Directions> Copy out everything in the Damian Barr piece from "The right book" down to "better than family.", swapping "school trip" for "class outing".

Document text>
************

Damian Barr is an award-winning writer and columnist, known and loved for hosting the Damian Barr Literary Salon, where he tempts the world’s finest writers to the world’s loveliest venues to read from their latest greatest works and share their own stories. Maggie & Me, his memoir about coming of age and coming out in Thatcher’s Britain, was a BBC Radio 4 Book of the Week and Sunday Times Memoir of the Year, and won the Paddy Power Political Books ‘Satire’ Award and Stonewall Writer of the Year Award. Damian writes columns for the Big Issue and High Life and often appears on BBC Radio 4. You Will Be Safe Here is his debut novel.

From the book that saved his life, to the novel that broke his heart, read on to find out which eight books Damian chose for his Desert Island Books.

You Will be Safe Here by Damian Barr

Tales of the City by Armistead Maupin

The right book in the right hands at the right time can change a life—maybe even save it.  That’s what Tales of the City did for me. I was 14 and busy hating my big gay self when I won a school trip from an especially unsunny corner of Scotland to Brighton.  In a bookshop there I found Tales and on that visit I decided Brighton would become my San Francisco. I found home in the pages of Maupin’s novels of San Francisco life. And I found the possibility of friendships, of love, of life. I relived that trip for a chapter in my memoir Maggie & Me. Home is at the heart of our most enduring and powerful tales: it’s where Odysseus sails back to and it’s why Dorothy follows the Yellow Brick Road. I found it at 28 Barbary Lane: a fictional address in a fantasy house that feels real, peopled by characters so beloved they’re family – better than family.

************

Items>
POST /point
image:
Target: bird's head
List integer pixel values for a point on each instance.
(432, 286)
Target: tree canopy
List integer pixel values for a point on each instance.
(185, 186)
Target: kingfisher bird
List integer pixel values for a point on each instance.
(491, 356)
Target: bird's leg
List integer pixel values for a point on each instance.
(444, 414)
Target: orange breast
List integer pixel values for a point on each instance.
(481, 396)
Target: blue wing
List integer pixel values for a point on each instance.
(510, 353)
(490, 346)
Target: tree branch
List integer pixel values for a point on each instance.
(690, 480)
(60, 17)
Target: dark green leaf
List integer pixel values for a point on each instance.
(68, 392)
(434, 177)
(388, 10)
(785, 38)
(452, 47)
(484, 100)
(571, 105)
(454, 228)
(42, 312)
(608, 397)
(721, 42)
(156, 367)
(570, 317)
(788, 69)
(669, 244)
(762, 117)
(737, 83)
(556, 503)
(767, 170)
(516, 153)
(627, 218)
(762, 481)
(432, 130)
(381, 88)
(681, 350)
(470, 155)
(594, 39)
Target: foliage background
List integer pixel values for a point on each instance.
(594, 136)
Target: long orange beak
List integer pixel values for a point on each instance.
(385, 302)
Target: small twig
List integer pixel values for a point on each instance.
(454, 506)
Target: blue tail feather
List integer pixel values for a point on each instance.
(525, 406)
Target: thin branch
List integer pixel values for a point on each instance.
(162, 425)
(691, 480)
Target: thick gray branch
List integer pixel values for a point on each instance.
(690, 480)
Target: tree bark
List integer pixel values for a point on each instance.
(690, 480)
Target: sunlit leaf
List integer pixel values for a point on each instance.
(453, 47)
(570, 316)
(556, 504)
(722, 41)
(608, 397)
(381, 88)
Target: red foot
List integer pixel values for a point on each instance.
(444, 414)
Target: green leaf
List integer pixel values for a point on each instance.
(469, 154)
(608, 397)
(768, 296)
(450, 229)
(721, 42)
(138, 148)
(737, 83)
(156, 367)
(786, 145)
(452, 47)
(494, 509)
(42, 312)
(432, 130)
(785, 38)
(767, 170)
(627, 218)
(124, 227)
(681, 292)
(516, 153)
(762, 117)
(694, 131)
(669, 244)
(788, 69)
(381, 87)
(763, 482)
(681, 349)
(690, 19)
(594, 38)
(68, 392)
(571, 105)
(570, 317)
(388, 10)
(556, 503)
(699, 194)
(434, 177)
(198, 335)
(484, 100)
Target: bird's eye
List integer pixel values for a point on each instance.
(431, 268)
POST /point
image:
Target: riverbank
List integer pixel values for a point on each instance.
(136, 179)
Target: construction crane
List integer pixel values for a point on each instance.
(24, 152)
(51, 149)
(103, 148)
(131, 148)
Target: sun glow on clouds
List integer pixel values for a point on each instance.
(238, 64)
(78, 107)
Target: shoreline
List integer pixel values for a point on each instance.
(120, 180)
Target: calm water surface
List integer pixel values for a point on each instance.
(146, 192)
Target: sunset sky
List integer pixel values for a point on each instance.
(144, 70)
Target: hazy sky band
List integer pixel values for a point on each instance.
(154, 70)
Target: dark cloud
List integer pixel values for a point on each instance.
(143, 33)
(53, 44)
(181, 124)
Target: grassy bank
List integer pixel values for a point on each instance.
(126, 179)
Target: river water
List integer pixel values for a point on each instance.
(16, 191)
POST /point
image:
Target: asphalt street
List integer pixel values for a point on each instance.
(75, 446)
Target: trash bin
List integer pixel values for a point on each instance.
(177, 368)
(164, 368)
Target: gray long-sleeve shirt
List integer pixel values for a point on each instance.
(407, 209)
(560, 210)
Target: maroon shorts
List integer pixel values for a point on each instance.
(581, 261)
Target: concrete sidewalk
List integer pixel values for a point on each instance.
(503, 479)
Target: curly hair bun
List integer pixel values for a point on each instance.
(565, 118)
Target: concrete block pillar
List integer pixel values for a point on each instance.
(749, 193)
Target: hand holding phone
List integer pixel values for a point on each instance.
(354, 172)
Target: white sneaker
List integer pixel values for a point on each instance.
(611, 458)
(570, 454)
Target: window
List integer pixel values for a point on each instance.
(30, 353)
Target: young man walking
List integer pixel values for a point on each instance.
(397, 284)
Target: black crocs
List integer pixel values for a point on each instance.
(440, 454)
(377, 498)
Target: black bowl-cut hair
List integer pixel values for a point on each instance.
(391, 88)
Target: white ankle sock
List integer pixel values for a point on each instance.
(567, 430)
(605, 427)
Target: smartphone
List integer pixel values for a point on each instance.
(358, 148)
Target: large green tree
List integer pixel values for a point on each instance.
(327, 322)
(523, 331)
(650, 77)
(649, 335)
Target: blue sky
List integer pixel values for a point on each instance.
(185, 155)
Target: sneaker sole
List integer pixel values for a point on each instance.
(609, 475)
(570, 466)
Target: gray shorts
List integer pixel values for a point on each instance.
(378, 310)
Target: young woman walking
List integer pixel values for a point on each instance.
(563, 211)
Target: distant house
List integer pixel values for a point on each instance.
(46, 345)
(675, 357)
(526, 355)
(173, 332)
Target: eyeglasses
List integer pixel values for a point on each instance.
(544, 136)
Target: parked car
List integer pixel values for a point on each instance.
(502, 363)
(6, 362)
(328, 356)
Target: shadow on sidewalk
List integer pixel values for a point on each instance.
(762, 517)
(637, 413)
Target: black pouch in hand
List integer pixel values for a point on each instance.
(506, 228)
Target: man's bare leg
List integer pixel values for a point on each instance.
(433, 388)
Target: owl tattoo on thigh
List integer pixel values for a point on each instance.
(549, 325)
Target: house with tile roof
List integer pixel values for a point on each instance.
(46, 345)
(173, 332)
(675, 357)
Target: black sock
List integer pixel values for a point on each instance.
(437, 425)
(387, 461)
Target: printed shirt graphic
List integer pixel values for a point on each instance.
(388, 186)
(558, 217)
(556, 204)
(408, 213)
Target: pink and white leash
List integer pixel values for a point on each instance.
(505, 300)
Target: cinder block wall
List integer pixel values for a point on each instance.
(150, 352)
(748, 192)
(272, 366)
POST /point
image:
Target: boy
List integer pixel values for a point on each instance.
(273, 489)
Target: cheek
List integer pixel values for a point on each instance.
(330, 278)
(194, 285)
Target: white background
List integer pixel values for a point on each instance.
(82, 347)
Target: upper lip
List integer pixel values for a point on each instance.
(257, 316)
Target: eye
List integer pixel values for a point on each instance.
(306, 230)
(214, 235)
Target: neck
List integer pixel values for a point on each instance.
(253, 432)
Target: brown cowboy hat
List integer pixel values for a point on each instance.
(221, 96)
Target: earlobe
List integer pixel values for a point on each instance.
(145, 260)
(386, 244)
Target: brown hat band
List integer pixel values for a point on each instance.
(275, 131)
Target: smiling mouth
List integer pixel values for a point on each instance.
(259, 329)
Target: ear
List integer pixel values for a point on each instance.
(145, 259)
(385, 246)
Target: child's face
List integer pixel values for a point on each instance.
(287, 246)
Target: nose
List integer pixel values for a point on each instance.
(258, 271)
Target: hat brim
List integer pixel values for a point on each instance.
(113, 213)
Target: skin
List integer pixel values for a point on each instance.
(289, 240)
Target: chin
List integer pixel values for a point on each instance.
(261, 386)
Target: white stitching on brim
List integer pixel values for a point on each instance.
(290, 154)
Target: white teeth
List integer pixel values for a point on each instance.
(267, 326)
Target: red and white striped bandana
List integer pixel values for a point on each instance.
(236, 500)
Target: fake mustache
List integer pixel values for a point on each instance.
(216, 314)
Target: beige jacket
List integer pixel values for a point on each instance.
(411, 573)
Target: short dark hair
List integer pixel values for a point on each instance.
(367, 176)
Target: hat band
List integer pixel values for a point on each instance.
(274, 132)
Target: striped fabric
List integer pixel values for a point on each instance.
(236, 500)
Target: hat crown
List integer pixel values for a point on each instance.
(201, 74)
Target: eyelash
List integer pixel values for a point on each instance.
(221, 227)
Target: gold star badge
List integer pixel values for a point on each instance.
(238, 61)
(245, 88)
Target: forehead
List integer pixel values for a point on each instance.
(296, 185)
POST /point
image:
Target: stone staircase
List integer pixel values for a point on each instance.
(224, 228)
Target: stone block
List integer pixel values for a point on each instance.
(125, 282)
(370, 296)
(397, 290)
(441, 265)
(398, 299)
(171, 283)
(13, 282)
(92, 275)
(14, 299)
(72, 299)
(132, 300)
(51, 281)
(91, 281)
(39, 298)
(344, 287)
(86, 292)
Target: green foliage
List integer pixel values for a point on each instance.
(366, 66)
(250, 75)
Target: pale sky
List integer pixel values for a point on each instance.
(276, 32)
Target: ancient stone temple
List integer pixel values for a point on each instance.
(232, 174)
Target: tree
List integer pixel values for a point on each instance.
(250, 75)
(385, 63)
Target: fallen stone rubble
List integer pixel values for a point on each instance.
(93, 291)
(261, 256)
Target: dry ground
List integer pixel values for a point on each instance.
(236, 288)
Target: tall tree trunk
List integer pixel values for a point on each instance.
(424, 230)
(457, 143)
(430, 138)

************

Task result>
The right book in the right hands at the right time can change a life—maybe even save it.  That’s what Tales of the City did for me. I was 14 and busy hating my big gay self when I won a class outing from an especially unsunny corner of Scotland to Brighton.  In a bookshop there I found Tales and on that visit I decided Brighton would become my San Francisco. I found home in the pages of Maupin’s novels of San Francisco life. And I found the possibility of friendships, of love, of life. I relived that trip for a chapter in my memoir Maggie & Me. Home is at the heart of our most enduring and powerful tales: it’s where Odysseus sails back to and it’s why Dorothy follows the Yellow Brick Road. I found it at 28 Barbary Lane: a fictional address in a fantasy house that feels real, peopled by characters so beloved they’re family – better than family.